_BRIEF:_
Reproduce only the part of the entries that opens with the line containing "white stucco house." and closes with the final line of the entries, including the requests. Offset every coordinate in the answers by -13.
* Start *
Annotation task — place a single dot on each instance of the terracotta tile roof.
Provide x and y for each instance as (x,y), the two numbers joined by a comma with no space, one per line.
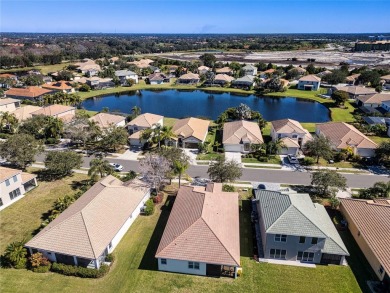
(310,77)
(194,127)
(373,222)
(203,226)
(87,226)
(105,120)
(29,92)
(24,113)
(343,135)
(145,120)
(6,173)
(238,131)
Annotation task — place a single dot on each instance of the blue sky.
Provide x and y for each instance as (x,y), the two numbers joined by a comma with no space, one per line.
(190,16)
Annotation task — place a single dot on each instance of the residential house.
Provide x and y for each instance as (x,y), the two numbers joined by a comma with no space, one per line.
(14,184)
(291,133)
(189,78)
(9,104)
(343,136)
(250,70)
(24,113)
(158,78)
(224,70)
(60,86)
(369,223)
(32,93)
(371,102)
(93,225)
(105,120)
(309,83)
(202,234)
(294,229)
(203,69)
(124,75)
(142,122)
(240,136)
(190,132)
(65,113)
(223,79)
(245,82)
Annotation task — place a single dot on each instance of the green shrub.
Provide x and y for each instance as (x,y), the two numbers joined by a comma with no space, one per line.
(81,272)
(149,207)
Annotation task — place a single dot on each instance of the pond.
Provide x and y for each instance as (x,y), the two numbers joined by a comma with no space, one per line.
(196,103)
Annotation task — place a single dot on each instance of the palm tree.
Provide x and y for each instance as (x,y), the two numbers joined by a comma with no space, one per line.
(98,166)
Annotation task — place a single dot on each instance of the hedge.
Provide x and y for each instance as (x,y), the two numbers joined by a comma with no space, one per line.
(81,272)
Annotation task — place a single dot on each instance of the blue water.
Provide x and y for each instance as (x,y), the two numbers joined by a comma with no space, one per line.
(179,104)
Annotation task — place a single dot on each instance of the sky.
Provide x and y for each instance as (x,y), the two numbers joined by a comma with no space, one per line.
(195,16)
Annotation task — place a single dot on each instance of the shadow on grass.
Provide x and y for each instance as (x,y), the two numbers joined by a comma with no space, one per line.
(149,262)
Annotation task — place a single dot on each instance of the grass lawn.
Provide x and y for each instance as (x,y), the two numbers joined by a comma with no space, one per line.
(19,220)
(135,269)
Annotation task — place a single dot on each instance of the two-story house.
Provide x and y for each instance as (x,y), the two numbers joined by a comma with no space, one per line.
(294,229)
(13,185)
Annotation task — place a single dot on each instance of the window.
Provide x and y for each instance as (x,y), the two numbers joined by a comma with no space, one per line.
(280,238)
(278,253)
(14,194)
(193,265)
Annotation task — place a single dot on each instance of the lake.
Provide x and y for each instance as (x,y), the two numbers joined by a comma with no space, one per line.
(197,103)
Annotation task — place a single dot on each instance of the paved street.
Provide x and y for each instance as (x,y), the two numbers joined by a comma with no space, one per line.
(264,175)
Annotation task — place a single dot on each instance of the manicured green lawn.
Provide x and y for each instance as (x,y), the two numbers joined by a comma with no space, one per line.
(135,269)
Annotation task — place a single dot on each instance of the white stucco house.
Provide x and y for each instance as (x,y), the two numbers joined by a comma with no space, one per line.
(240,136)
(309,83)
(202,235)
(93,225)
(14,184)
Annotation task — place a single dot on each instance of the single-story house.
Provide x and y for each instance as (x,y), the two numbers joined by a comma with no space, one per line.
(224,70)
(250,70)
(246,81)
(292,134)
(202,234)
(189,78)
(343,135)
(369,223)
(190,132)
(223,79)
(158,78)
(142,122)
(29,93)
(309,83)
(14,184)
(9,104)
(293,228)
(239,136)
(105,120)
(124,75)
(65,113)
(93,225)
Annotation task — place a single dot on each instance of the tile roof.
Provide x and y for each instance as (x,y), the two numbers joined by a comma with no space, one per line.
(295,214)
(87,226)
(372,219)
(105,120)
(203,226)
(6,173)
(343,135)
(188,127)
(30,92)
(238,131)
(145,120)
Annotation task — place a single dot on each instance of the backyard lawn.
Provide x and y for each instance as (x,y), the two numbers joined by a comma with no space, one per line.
* End *
_FULL OUTPUT:_
Annotation task — place a single dot on each instance of the white stucco house.
Provide x and y for each instance as (x,y), the two numbers joined by a comma with no space, one per line.
(227,123)
(296,70)
(189,222)
(80,212)
(1,171)
Annotation task — place a single dot on each instance of the single-story house.
Provide x and y for each instance as (x,y), the two numbers joined by a comma with no space, one per line.
(211,57)
(237,57)
(233,68)
(279,121)
(189,221)
(176,65)
(330,122)
(356,210)
(177,119)
(210,66)
(145,65)
(129,109)
(16,80)
(296,70)
(1,171)
(-4,91)
(280,215)
(226,123)
(92,107)
(111,62)
(52,100)
(80,212)
Annotation task — place a single dot on each instance of the tile roof.
Provide x and y for each instance as (x,y), the two numbers joined by a comma with no space, one per line.
(282,201)
(74,213)
(359,206)
(92,107)
(190,213)
(-7,160)
(330,122)
(175,114)
(17,79)
(225,118)
(132,107)
Annotation task — place a single dot on each instance of the backyard lawn.
Provide x and y for each instance as (x,y), the two numbers joined by a comma with no space, one per line.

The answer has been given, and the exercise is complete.